Description of the task: In the article below on disability and the courts, why might few Americans have noticed the courts whittling away at the Americans With Disabilities Act? Answer in one to three sentences.

== Text provided ==

It is by far the most difficult employment discrimination statute under which
to operate. People know it's wrong to discriminate against others because of
their gender or their race, but people do not automatically think of discrimination
against the blind or disabled as wrong. They don't even conceive of it as discrimination.
They would say: "It's obvious that a blind man can't work in a dangerous
cheese factory," or "It's obvious that a blind man alone on a cruise
ship is at risk in heavy seas." The article appeared in the Chicago
Tribune on November 25, 2001.
Legal
Tide Has Turned Against the Disabled in the Courts
by
Lennard J. Davis
Lennard
J. Davis is Professor and Head of the Department of English of the University
of Illinois at Chicago.
Most
Americans react to the idea of disability with good wishes and a silent prayer
to the effect that "there but for the grace of God go I." With this
level of detachment, few may have noticed a disturbing and seemingly ineluctable
trend in which the courts have been whittling away at the provisions of the
Americans With Disabilities Act, passed with much fanfare and hoopla in 1990
under Bob Dole's stewardship, George Bush Sr.'s imprimatur, and bipartisan Congressional
support.
Ten
years later it has been estimated that 95 percent of the cases brought before
the courts under the provisions of that act have gone against people with disabilities.

===
== Supplied records ==

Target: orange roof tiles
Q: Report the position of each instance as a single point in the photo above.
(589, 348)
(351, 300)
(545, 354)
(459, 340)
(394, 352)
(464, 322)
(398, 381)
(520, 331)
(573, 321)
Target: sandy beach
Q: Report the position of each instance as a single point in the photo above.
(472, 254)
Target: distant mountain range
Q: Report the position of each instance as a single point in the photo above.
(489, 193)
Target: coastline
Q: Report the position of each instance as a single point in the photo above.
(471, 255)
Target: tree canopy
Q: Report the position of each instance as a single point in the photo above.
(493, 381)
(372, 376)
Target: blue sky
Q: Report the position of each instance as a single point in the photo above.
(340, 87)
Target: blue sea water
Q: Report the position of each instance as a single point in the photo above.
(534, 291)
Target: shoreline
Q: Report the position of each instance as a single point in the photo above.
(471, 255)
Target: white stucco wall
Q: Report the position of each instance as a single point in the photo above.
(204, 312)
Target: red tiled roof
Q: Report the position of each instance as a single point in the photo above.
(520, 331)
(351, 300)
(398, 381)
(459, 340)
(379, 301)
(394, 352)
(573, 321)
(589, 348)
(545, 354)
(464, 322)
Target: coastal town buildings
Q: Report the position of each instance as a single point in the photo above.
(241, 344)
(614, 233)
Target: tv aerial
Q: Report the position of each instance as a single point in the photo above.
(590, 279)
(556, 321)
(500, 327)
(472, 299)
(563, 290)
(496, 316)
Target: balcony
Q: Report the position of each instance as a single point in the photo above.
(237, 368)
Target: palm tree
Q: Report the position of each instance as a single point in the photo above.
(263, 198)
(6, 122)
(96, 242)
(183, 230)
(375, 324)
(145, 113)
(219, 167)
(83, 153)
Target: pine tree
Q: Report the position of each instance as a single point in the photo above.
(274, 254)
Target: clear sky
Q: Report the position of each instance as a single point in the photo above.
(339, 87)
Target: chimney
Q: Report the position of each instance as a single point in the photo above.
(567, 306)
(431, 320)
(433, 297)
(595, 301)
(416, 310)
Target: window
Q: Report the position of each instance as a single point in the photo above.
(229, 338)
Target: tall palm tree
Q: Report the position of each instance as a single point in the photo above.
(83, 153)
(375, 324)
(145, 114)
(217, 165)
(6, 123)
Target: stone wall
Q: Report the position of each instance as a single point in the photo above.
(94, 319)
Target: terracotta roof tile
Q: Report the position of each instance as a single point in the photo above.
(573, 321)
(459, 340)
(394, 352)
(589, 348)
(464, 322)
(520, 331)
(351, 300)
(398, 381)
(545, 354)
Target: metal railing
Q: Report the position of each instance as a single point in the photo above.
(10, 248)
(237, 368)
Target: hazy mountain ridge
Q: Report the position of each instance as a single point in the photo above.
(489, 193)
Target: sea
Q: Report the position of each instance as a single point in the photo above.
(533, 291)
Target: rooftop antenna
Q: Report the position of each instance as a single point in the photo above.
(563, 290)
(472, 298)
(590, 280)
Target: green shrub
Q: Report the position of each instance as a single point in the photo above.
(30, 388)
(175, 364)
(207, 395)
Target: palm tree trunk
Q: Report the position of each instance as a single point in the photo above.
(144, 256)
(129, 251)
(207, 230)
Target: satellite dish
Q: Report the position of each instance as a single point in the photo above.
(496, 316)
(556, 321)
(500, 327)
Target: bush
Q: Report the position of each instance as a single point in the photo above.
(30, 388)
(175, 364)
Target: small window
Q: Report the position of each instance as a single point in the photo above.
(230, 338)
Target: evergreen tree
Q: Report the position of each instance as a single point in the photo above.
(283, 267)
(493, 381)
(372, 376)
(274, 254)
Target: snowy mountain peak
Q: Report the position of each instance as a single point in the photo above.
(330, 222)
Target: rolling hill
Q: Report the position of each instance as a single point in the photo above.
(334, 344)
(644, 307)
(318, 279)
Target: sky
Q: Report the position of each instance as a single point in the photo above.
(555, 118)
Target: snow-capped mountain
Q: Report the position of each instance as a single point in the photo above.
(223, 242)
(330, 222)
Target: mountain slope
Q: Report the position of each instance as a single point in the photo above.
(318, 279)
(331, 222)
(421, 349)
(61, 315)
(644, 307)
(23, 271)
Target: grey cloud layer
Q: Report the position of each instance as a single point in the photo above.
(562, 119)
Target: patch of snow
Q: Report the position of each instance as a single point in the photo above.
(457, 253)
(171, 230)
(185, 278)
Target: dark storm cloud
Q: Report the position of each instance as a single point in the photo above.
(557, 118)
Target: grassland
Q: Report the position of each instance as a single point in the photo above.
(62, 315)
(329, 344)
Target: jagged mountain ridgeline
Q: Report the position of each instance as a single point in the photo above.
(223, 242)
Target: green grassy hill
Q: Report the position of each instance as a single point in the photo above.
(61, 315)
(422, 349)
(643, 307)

===

Solution below: Most Americans react to the idea of disability with good wishes and a silent prayer along the lines of "there but for the grace of God go I." Because of that detachment, few may have noticed the trend.